(TASK REQUIREMENTS): Output every entry exactly, without any pictures.

(RECORDS SHOWN begins)

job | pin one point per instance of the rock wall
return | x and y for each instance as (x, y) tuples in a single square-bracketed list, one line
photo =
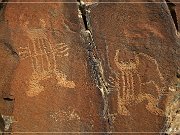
[(89, 66)]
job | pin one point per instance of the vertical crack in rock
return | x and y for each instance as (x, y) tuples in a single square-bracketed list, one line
[(172, 10), (94, 61)]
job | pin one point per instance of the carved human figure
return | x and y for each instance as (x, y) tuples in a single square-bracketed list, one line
[(43, 55), (139, 79)]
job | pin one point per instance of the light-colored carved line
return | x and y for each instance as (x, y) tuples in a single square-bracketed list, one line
[(41, 52), (128, 86), (140, 84), (45, 52), (53, 55), (132, 85), (124, 86), (35, 52)]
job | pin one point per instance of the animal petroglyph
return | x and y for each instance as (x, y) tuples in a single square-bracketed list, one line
[(42, 54), (132, 87)]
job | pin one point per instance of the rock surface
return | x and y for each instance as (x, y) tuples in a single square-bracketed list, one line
[(110, 66)]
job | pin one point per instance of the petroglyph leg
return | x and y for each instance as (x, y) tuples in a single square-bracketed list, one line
[(45, 49), (123, 87), (39, 43), (128, 87), (35, 59), (132, 86), (122, 110)]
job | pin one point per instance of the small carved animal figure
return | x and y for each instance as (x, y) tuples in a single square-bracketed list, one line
[(139, 79)]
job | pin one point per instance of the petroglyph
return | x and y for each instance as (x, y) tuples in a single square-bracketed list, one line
[(42, 54), (129, 82)]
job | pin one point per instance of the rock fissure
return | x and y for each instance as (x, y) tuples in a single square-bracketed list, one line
[(95, 62), (171, 7)]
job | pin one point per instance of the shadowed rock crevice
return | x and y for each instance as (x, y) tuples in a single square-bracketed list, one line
[(95, 63), (172, 10)]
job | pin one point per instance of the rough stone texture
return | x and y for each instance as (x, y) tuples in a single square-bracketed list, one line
[(137, 47), (52, 87), (115, 72)]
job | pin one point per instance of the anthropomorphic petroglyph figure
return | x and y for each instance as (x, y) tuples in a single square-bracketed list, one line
[(139, 79), (42, 53)]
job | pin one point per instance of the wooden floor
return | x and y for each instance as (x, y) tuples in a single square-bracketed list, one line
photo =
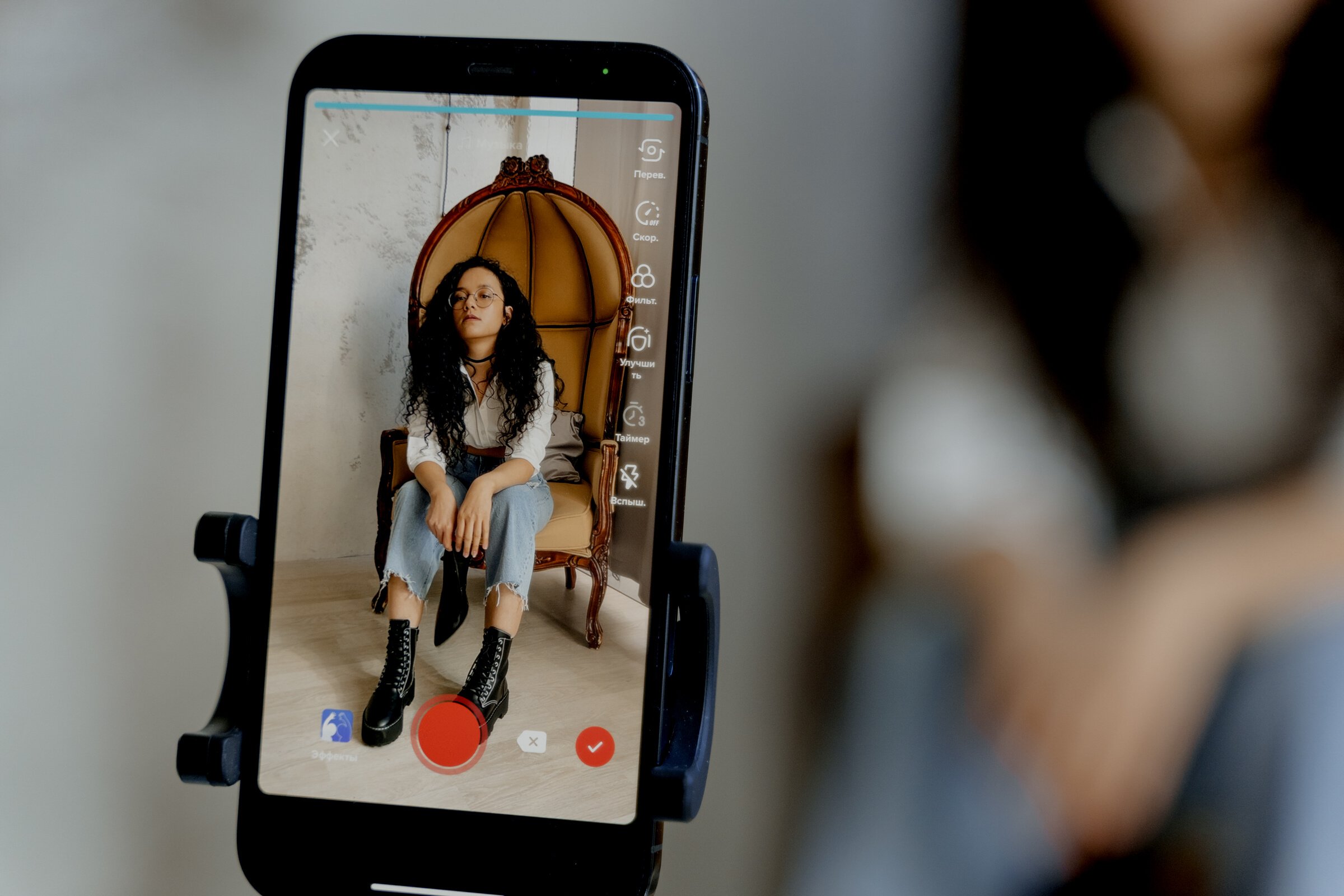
[(327, 651)]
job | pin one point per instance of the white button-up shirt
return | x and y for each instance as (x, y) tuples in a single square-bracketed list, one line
[(483, 423)]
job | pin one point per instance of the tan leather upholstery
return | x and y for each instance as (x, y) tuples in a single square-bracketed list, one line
[(577, 298)]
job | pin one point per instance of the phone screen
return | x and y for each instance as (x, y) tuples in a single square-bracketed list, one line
[(576, 200)]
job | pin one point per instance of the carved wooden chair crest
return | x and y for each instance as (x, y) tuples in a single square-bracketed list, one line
[(572, 262)]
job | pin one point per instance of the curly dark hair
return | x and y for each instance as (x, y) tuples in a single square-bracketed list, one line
[(433, 376)]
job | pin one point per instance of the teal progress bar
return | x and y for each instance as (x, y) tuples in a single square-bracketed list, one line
[(482, 110)]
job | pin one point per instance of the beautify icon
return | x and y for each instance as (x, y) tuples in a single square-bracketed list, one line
[(337, 726)]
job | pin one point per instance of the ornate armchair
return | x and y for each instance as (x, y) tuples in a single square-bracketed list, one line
[(575, 267)]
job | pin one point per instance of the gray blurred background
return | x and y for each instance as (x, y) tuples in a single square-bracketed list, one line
[(140, 172)]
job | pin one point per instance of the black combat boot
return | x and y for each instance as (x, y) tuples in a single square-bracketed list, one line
[(486, 685), (452, 602), (382, 723)]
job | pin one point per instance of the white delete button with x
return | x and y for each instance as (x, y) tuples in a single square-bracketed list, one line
[(533, 742)]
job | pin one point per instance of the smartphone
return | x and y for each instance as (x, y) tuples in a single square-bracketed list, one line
[(580, 170)]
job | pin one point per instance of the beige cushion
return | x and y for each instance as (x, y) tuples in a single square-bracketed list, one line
[(570, 528)]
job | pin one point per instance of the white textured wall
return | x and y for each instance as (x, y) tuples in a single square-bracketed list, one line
[(371, 194)]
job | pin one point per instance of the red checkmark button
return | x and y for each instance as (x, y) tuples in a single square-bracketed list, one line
[(595, 746)]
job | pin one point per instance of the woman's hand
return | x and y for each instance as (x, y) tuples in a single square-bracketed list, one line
[(441, 515), (474, 519), (1099, 696)]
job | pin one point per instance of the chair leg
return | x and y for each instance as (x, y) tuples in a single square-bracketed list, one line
[(599, 568)]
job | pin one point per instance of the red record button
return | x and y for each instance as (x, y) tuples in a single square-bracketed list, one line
[(595, 746)]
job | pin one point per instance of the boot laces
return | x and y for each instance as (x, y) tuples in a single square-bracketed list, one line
[(474, 683), (397, 668)]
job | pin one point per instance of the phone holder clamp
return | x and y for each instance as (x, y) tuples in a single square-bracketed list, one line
[(214, 754)]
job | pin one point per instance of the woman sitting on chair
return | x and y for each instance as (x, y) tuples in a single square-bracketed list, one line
[(480, 394)]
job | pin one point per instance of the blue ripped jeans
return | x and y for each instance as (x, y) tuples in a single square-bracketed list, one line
[(518, 514)]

(RECORDS SHOWN ends)

(RESPONSE FOR THIS EXERCISE):
job | pin one point per instance of the rock wall
return | x and y for each instance as (x, y) tuples in a single square-bracketed list, one line
photo =
[(89, 66)]
job | pin one point per instance of the vertical crack in rock
return | x and y for each instance as (x, y) tuples in a single square-bracketed list, one line
[(172, 10), (94, 61)]
job | pin one point per instance of the carved human figure
return | x and y for each instance as (x, y) tuples in a single square-bracketed list, one line
[(43, 55), (139, 79)]
job | pin one point per instance of the light-colored carved line
return | x and y for each instance as (x, y) tuples in a single square-bracketed list, one line
[(41, 52), (128, 86), (140, 84), (45, 52), (53, 55), (132, 85), (124, 86), (35, 52)]
job | pin one point per instance of the animal petroglyph
return | x and y for each instance as (x, y) tuples in a single square-bracketed list, one line
[(42, 54), (132, 87)]
job | pin one point per instance of the rock surface
return | x and y for each instance as (x, y) tuples in a single square-bracketed list, one line
[(110, 66)]
job | pin one point per instance of the petroglyph leg
return | x and y for each instance as (x, y) tuples in a single square-bracketed list, one line
[(45, 49), (123, 87), (39, 43), (128, 87), (35, 59), (132, 86), (122, 110)]
job | pin one point per instance of the small carved animal figure
return | x and y for each instance as (x, y) tuples in a single square-bracketed list, one line
[(139, 79)]
job | pin one point per instance of the petroglyph
return | x and y for each instance as (x, y) tuples in a single square-bracketed list, one line
[(42, 54), (129, 82)]
job | pin one point per instance of the rock fissure
return | x and y for each instance as (x, y) tuples in a single square-bracketed list, one line
[(95, 62), (171, 7)]
job | pin one point per instance of the shadowed rock crevice
return | x and y for each instance as (x, y) tuples in a single square-bracketed list, one line
[(95, 63), (172, 10)]
job | pin one point per instance of the rough stone texture
return | x and y for each instance as (x, y) tuples in a single square-bracketed list, one line
[(137, 47), (52, 87), (115, 72)]
job | pin one point per instance of the anthropomorphic petroglyph figure
return | x and y for each instance as (x, y) tuples in a single square-bracketed list, one line
[(139, 79), (42, 53)]
job | pin one point per instance of the wooden floor
return | x and y for each instance as (x, y) tuples in a single square-bracketed list, one line
photo =
[(327, 651)]
job | pin one point per instance of the white button-up shirt
return | x and y for each instance as (x, y) tuples in a single square-bracketed list, one line
[(483, 423)]
job | pin one point per instance of the tan leather upholstery
return | x and y for each instance as (x, y) tuples in a single square-bracketed list, one line
[(577, 298)]
job | pin one point per instance of the phone screen
return | x and y for each instance as (x, y) tuples in a single square-bracketed list, one line
[(576, 200)]
job | pin one point per instance of the carved wooden chair crest
return | x and y for each instance as (x, y) tuples in a single square-bracketed list, one line
[(572, 262)]
job | pin one point per instance of the curly dark hair
return | x and y for each instance as (x, y) tuples in a single square-bracketed list, one line
[(433, 376)]
job | pin one point per instance of the teal progress bar
return | x and y for each instance as (x, y) tuples in a single square-bracketed list, one line
[(482, 110)]
job | pin one point per instance of the beautify icon
return | x and y for each instance as (x, y) tuples in a single square-bracketed list, one line
[(337, 726)]
job | pin one point per instance of the ornate armchair
return | x and y for each instance as (x, y) tuples in a single square-bracketed list, one line
[(575, 267)]
job | pin one point per instance of the gray blurred background
return | x and y for each instance as (x, y) tuples in a single square-bracketed list, one line
[(140, 172)]
job | pin one point per instance of the black combat boot
return | x and y for each instance as (x, y) tuples in a single square-bracketed list, one line
[(486, 685), (452, 602), (382, 723)]
job | pin one point per instance of the white delete button with x
return | x and y for each instance as (x, y) tuples in a single square-bracketed list, one line
[(533, 742)]
job | pin one point per instance of the smartphone
return | x and y for each instance as (x, y) tuples in a single square-bracketed list, one line
[(580, 170)]
job | pin one point per instance of the beige cushion
return | x and y for each instance as (x, y) tuples in a single square-bracketed list, one line
[(570, 528)]
job | pin one point per instance of the white textured wall
return | x and y for each instance as (x, y) tuples in a single square-bracketed list, one line
[(371, 194)]
job | pin one point per instance of the red checkmark button
return | x and y for each instance as (x, y) tuples in a single square-bracketed list, one line
[(595, 746)]
job | pin one point per instance of the woman's hand
return | x and y for each instance as (x, y) tuples in a single square-bracketed list, one line
[(441, 515), (474, 519), (1099, 696)]
job | pin one point per instance of the chair leg
return | x and y for each instance as (x, y) tuples in a single square-bracketed list, one line
[(599, 568)]
job | pin one point per instance of the red record button
return | x and y for each instance as (x, y) tuples in a single square-bracketed list, one line
[(595, 746)]
job | pin one point per instance of the boot laces
return | x and y for each instance as (x, y) tuples in a single square-bracketed list, one line
[(474, 683), (397, 668)]
job | pin one point per instance of the phone holder clamp
return | x and y for each instance as (x, y) tuples in a single square-bracketed list, one line
[(214, 754)]
job | pin one point per instance of the woman sitting on chair
return | x and y for each instance as (x, y) tuples in a single square-bracketed list, one line
[(480, 394)]
job | pin one point per instance of the blue ripped jeans
return | x and y for each instance as (x, y) tuples in a single square-bracketed list, one line
[(518, 514)]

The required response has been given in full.